SET PROBLEM 1
From the dealership article, name every dealership or equipment business that became part of A&M Green Power's ownership.

TEXT BLOCK
****

Above Picture: The rural lifestyle team for A&M Green Power Group includes (from left): Jamie Trinchitella, turf sales representative, Steve Blum, account manager, Bruce Simpson, turf service supervisor, Carol Vinton, merchandise coordinator, Eric McCready, turf sales manager, Alan Foy, turf sales representative, Dale Vorce, turf service advisor and Justin Nuckolls, parts representative.

A&M Green Power Group was founded in 2006, but its roots date back to 1899. Its future is guided by its vision and its investments in the rural lifestyle market and earned it Rural Lifestyle Dealer’s 2013 Dealership of the Year award.

“Growing up in the business, I never thought of doing anything other than working in the dealership because of the tradition we have,” says Eric McCready, turf sales manager and fifth generation owner. His family owned Macedonia Implement, Macedonia, Iowa, one of the original dealerships in the merger that formed A&M Green Power in 2006. The McCreadys, along with the owners of Athen Implement, Hamburg, Iowa, and Jeremy Ostrander, formed A&M Green Power. Athen Implement had been in business since 1941. Ostrander was a John Deere territory manager and had worked in product development and marketing. McCunn Equipment, Massena, Iowa, joined the ownership group in 2007.

****

DATA ROWS
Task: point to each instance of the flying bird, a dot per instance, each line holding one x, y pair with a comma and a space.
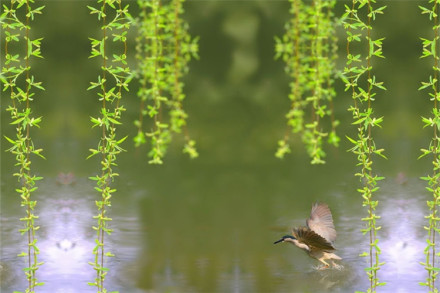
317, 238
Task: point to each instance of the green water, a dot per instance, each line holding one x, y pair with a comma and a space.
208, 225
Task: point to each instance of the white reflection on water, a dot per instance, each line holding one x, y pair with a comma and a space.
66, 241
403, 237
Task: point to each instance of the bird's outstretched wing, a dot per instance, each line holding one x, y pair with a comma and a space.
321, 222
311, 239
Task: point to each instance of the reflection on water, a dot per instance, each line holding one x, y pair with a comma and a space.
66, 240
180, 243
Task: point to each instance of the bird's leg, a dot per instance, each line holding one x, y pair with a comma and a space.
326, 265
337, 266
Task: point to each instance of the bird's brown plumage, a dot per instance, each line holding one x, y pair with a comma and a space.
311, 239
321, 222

****

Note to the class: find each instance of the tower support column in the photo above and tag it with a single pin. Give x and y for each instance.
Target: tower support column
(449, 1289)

****

SET PROBLEM 2
Write out the listing lines starting at the one containing "Note to the" and ending at the one containing "(449, 1289)" as a numbered list, leaving out any blank lines.

EXERCISE SOLUTION 1
- Macedonia Implement (Macedonia, Iowa)
- Athen Implement (Hamburg, Iowa)
- McCunn Equipment (Massena, Iowa)

EXERCISE SOLUTION 2
1. Note to the class: find each instance of the tower support column in the photo above and tag it with a single pin. Give x and y for each instance.
2. Target: tower support column
3. (449, 1289)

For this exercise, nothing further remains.